+++ PAGE TEXT
Bug #19680
closedtest_process.rb tests fail sometimes on FreeBSD
Description
I've been investigating the repeated failures of test_process.rb on FreeBSD on rubyci. I'm still working on it but I wanted to open this ticket just to keep others in the loop and gather any pointers any of you might have!
These are some of the failures I've been investigating -
- http://rubyci.s3.amazonaws.com/freebsd13/ruby-master/log/20230516T063002Z.fail.html.gz
- http://rubyci.s3.amazonaws.com/freebsd13/ruby-master/log/20230515T103002Z.fail.html.gz
- http://rubyci.s3.amazonaws.com/freebsd13/ruby-master/log/20230512T083002Z.fail.html.gz
- http://rubyci.s3.amazonaws.com/freebsd13/ruby-master/log/20230506T023001Z.fail.html.gz
- http://rubyci.s3.amazonaws.com/freebsd13/ruby-master/log/20230505T103002Z.fail.html.gz
- http://rubyci.s3.amazonaws.com/freebsd13/ruby-master/log/20230517T003001Z.fail.html.gz
I have been able to reproduce one of them fairly reliably on my laptop (a 4-core, 8-thread Intel thinkpad running FreeBSD 13.2 under Linux KVM)
1) Timeout:
TestProcess#test_daemon_no_threads
simply by running while ./miniruby -I./lib -I. -I.ext/common ./tool/runruby.rb --extout=.ext -- ./test/runner.rb test/ruby/test_process.rb -n test_daemon_no_threads; do echo "ok"; done;
The test in question:
def test_daemon_no_threads
data = EnvUtil.timeout(3) do
IO.popen("-") do |f|
break f.readlines.map(&:chomp) if f
th = Thread.start {sleep 3}
Process.daemon(true, true)
puts Thread.list.size, th.status.inspect
end
end
assert_equal(["1", "false"], data)
end
This seems to have two different causes.
- Sometimes, the test appears to be stuck, but if you change the timeout to be high enough, this stops happening. i.e. this test would pass, provided it was allowed to run for longer than 3 seconds. I think I've narrowed this down to some kind of problem with Ruby's UBF & timer thread mechanism.
- Sometimes, the test is properly deadlocked and won't make any forward progress no matter the timeout. I believe this is actually a bug in FreeBSD.
Problems in the Ruby UBF/timer thread mechanism¶
I've been using this branch to dump some debug info while the test is running. Fun note, I had to dump the debug logs into an in-memory buffer because adding actual console printf's actually changes things enough that the test stops hanging.
My finding is that, when the test gets into the "stuck" state...
- It's the parent process that is stuck (i.e. the process that calls IO.popen).
- The parent process has two threads
- One thread doing in IO (doing
f.readlines
) - The other thread is the thread created by the timeout library, which is blocked in
rb_sigwait_sleep
waiting to be woken up by something.
++++++
+++ SUPPLIED RECORDS
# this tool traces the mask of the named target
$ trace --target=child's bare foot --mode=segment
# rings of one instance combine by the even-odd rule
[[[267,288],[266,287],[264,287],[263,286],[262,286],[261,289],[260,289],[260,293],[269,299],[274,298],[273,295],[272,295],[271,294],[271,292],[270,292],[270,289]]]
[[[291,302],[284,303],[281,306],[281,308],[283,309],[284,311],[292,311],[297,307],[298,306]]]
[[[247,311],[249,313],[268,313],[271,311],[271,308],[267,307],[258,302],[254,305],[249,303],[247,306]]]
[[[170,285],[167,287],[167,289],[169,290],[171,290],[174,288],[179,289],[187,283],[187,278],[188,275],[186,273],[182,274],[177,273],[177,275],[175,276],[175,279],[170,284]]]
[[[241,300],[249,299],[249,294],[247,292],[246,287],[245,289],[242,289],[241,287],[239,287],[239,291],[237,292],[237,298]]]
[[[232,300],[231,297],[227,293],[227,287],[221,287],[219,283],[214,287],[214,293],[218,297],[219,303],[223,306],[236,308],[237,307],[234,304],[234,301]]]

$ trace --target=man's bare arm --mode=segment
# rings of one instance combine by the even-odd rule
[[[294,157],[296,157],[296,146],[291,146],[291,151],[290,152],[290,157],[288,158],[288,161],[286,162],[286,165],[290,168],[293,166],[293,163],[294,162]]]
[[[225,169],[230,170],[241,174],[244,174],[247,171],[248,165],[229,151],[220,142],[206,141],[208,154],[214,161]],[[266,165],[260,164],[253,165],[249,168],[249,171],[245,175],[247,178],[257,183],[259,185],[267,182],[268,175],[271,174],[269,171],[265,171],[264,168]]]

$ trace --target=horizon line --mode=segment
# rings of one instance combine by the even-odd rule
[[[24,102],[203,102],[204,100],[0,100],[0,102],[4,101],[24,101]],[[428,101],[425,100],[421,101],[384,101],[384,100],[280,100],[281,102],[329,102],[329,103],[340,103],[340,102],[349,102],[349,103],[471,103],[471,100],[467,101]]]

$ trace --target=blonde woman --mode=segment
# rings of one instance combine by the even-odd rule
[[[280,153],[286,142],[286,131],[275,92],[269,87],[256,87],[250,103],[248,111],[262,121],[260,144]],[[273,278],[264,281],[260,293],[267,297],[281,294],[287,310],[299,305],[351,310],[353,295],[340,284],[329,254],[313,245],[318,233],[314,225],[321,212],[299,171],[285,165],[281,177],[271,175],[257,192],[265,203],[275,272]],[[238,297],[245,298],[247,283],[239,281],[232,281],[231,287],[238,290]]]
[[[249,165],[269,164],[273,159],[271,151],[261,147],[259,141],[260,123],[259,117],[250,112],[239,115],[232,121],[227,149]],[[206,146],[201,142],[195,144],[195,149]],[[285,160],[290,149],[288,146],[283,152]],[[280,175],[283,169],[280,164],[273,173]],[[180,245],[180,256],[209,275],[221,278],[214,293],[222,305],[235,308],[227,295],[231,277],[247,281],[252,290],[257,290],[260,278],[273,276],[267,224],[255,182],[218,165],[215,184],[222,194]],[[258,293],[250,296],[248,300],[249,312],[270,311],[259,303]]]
++++++
## DIRECTIVES
1) Please answer these questions about the FreeBSD bug report, one line each:
(a) On what machine did the reporter reproduce the failure fairly reliably?
(b) What value does test_daemon_no_threads assert that data equals?
(c) Where were the debug logs dumped, and what happened when console printf's were added instead?
2) Write the next part of the FreeBSD bug report, starting after its last sentence.
You won't need the records for anything here.

## TASK ANSWERS
1)
(a) A 4-core, 8-thread Intel thinkpad running FreeBSD 13.2 under Linux KVM.
(b) ["1", "false"]
(c) Into an in-memory buffer; adding console printf's changed things enough that the test stopped hanging.

2)
When the SIGCHLD signal from the popen'd process exiting arrives, if one is sufficiently unlucky, the following sequence of events can occur:
- The signal handler in
sighandler
will wake up the timeout thread by callingrb_thread_wakeup_timer_thread
- That will prompt the timeout thread to eventually call
ubf_wakeup_thread
on the main thread throughcheck_signals_nogvl
- That will send SIGVTALRM to the main thread
- The timeout thread, having been interrupted, exits
rb_sigwait_sleep
, and on its way out ofnative_sleep
, callsTHREAD_BLOCKING_END
. -
THREAD_BLOCKING_END
callsthread_to_sched_running
, which will actually callrb_thread_wakeup_timer_thread
again, writing into the communication pipe - The timeout thread still has sleep to do (it has not yet been three seconds), so it loops back around and calls
rb_sigwait_sleep
again - but because there's a pending read on the communication pipe, it immediately notices that, and winds up not sleeping at all and callscheck_signals_nogvl
again - This kicks of the whole chain of events all over again, and sends another SIGVTALRM signal to the main thread.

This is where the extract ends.